-- PROVIDED DATA --

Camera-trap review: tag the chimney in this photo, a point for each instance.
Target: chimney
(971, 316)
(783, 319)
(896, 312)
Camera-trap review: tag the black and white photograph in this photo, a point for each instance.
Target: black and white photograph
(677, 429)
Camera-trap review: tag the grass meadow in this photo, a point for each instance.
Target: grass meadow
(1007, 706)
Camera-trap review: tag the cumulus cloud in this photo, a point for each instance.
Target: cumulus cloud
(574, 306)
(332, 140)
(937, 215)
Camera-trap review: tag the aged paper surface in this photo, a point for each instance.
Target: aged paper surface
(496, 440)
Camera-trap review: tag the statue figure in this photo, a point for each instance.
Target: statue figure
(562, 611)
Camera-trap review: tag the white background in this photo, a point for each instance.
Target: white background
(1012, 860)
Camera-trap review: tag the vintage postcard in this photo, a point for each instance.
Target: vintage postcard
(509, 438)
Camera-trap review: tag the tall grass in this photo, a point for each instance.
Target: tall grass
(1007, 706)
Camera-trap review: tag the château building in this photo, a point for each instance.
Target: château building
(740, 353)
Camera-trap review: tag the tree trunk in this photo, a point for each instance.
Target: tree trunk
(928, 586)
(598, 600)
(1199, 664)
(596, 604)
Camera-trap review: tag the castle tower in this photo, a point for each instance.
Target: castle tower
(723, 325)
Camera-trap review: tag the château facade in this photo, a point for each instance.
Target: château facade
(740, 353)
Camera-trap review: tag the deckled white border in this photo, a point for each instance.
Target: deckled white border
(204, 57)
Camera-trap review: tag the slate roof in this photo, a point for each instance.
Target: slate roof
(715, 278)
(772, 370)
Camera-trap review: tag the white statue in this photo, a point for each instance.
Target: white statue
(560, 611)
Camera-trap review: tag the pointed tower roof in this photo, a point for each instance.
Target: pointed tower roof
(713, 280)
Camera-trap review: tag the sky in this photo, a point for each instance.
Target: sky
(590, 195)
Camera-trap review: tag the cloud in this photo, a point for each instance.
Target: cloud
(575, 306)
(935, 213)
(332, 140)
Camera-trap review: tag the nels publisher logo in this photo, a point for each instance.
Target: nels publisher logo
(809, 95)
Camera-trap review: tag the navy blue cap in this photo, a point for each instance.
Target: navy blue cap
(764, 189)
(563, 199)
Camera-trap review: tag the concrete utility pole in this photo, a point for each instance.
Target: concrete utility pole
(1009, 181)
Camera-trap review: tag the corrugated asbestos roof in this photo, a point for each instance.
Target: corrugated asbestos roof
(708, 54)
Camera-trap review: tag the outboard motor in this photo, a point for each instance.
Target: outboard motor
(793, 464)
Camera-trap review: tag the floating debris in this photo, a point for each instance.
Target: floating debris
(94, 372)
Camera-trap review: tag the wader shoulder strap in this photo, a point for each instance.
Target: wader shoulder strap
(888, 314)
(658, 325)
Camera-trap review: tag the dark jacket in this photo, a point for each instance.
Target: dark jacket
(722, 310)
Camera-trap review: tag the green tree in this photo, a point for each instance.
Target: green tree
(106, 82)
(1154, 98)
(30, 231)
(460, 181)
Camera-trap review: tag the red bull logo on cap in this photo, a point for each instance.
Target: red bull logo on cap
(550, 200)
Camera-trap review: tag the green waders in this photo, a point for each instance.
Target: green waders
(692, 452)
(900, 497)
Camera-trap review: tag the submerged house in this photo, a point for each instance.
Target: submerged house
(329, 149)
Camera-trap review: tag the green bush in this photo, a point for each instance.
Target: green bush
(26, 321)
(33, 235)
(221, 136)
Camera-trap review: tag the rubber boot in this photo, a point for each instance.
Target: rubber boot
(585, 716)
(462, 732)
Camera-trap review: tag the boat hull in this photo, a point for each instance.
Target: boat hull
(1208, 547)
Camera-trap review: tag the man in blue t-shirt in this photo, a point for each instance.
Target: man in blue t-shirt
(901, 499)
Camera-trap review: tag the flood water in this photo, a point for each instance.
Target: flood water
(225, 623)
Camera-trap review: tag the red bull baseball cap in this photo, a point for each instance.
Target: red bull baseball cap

-- WHAT IS ASKED --
Can you give every line of the records above as a JSON list of strings, one string per line, with blank lines left out?

-- SOLUTION TO THIS TASK --
[
  "Camera-trap review: tag the chimney in this photo, a point for each instance.",
  "Target: chimney",
  "(971, 316)",
  "(783, 319)",
  "(896, 312)",
  "Camera-trap review: tag the black and white photograph in this photo, a point for each instance.",
  "Target: black and white photograph",
  "(677, 429)",
  "Camera-trap review: tag the grass meadow in this photo, a point for each instance.",
  "Target: grass meadow",
  "(1007, 706)",
  "Camera-trap review: tag the cumulus cloud in this photo, a point for each instance.",
  "Target: cumulus cloud",
  "(574, 306)",
  "(332, 140)",
  "(937, 215)",
  "Camera-trap review: tag the aged paper surface in this photo, a point for each instance.",
  "Target: aged paper surface",
  "(496, 440)",
  "Camera-trap review: tag the statue figure in this photo, a point for each instance.",
  "Target: statue figure",
  "(562, 611)",
  "Camera-trap review: tag the white background in this photo, a point for each instance.",
  "Target: white background",
  "(1012, 860)",
  "Camera-trap review: tag the vintage postcard in this photo, a point for each instance.",
  "Target: vintage postcard",
  "(509, 438)",
  "Camera-trap review: tag the tall grass in this photo, a point for each instance.",
  "Target: tall grass",
  "(1007, 706)",
  "Camera-trap review: tag the château building in this photo, a point for each instance.",
  "Target: château building",
  "(740, 353)",
  "Camera-trap review: tag the tree trunk in this photo, a point for each instance.",
  "Target: tree trunk",
  "(928, 586)",
  "(598, 600)",
  "(1199, 664)",
  "(596, 604)",
  "Camera-trap review: tag the castle tower in this photo, a point for each instance.",
  "Target: castle tower",
  "(723, 325)",
  "Camera-trap review: tag the château facade in this photo, a point for each instance.",
  "Target: château facade",
  "(740, 353)",
  "Camera-trap review: tag the deckled white border in this photo, a point for each instance.",
  "Target: deckled white border",
  "(204, 57)",
  "Camera-trap review: tag the slate roof in this photo, a point for each instance.",
  "Target: slate roof",
  "(715, 278)",
  "(772, 370)",
  "Camera-trap review: tag the white statue in this photo, a point for each instance.",
  "Target: white statue",
  "(560, 611)",
  "Camera-trap review: tag the pointed tower roof in this photo, a point for each instance.",
  "Target: pointed tower roof",
  "(713, 280)",
  "Camera-trap review: tag the sky in this photo, a point for each instance.",
  "Target: sky",
  "(590, 195)",
  "Camera-trap review: tag the cloud in this photo, a point for each instance.",
  "Target: cloud",
  "(575, 306)",
  "(935, 213)",
  "(332, 140)",
  "Camera-trap review: tag the nels publisher logo in this photo, a point for each instance.",
  "Target: nels publisher logo",
  "(809, 95)",
  "Camera-trap review: tag the navy blue cap in this photo, a point for each instance.",
  "Target: navy blue cap",
  "(764, 189)",
  "(563, 199)",
  "Camera-trap review: tag the concrete utility pole in this photo, a point for each instance.",
  "Target: concrete utility pole",
  "(1009, 181)",
  "Camera-trap review: tag the corrugated asbestos roof in this photo, a point for each instance.",
  "Target: corrugated asbestos roof",
  "(708, 54)",
  "Camera-trap review: tag the outboard motor in this photo, a point for each instance.",
  "Target: outboard motor",
  "(793, 464)",
  "Camera-trap review: tag the floating debris in this photo, a point for each instance.",
  "Target: floating debris",
  "(94, 372)",
  "Camera-trap review: tag the wader shoulder strap in this photo, a point for each instance.",
  "Target: wader shoulder strap",
  "(888, 314)",
  "(658, 325)",
  "Camera-trap review: tag the dark jacket in this photo, a point for each instance.",
  "Target: dark jacket",
  "(722, 310)",
  "Camera-trap review: tag the green tree in this photo, a point for each instance.",
  "Target: green tree",
  "(106, 82)",
  "(1154, 98)",
  "(30, 231)",
  "(460, 181)",
  "Camera-trap review: tag the red bull logo on cap in this photo, a point for each instance.",
  "Target: red bull logo on cap",
  "(550, 200)",
  "Camera-trap review: tag the green waders in this photo, a point for each instance.",
  "Target: green waders",
  "(692, 452)",
  "(900, 497)",
  "Camera-trap review: tag the submerged house in this photo, a point for each instance.",
  "Target: submerged house",
  "(329, 149)",
  "Camera-trap review: tag the green bush in this photo, a point for each instance.",
  "Target: green bush",
  "(26, 321)",
  "(33, 235)",
  "(221, 136)",
  "Camera-trap review: tag the rubber boot in this photo, a point for each instance.",
  "Target: rubber boot",
  "(585, 716)",
  "(462, 732)",
  "Camera-trap review: tag the boat hull in this photo, a point for each instance.",
  "Target: boat hull",
  "(1208, 547)",
  "Camera-trap review: tag the man in blue t-shirt in this photo, a point for each instance.",
  "Target: man in blue t-shirt",
  "(901, 499)",
  "Camera-trap review: tag the flood water in this photo, a point for each instance.",
  "Target: flood water",
  "(225, 623)",
  "Camera-trap review: tag the red bull baseball cap in this photo, a point for each instance.",
  "Target: red bull baseball cap"
]